Retype the material below line for line, leaving out the pictures.

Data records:
+++++

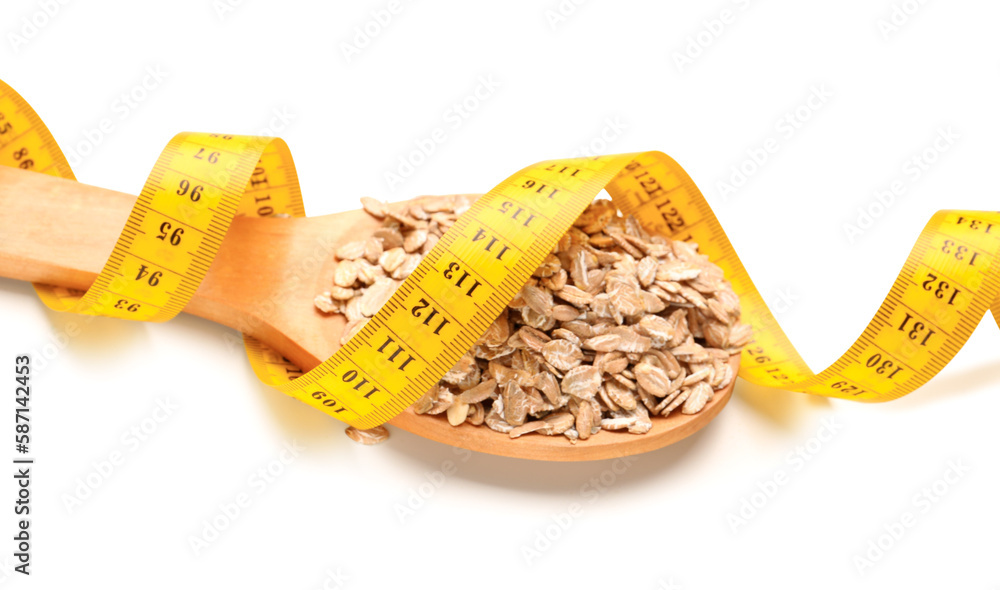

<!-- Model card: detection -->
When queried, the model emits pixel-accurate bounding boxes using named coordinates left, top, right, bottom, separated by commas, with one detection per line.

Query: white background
left=0, top=0, right=1000, bottom=589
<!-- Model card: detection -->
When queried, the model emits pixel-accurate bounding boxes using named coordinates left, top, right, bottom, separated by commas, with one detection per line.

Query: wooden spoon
left=0, top=166, right=739, bottom=461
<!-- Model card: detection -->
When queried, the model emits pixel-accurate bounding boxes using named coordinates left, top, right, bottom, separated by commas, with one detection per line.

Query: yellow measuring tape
left=0, top=82, right=1000, bottom=428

+++++

**Answer in full**
<!-- Model card: detection -->
When queried, the model emits pixel-accurate bounding boxes using named coordinates left, top, right, bottom, separated by commas, with one detection per line.

Query: white background
left=0, top=0, right=1000, bottom=589
<!-- Model card: detection -->
When queried, the model emits pixel-accurate bounding boxes using named coordinates left, top, right, bottom, separated by commas, with one detection per line.

Query: wooden spoon
left=0, top=166, right=739, bottom=461
<!-- Model card: detection -->
When queried, the model emits pixel-accurate bounding boxes using named coordinates left, top, right, bottom, separated by commas, with one detection per line.

Query: yellow measuring tape
left=0, top=82, right=1000, bottom=428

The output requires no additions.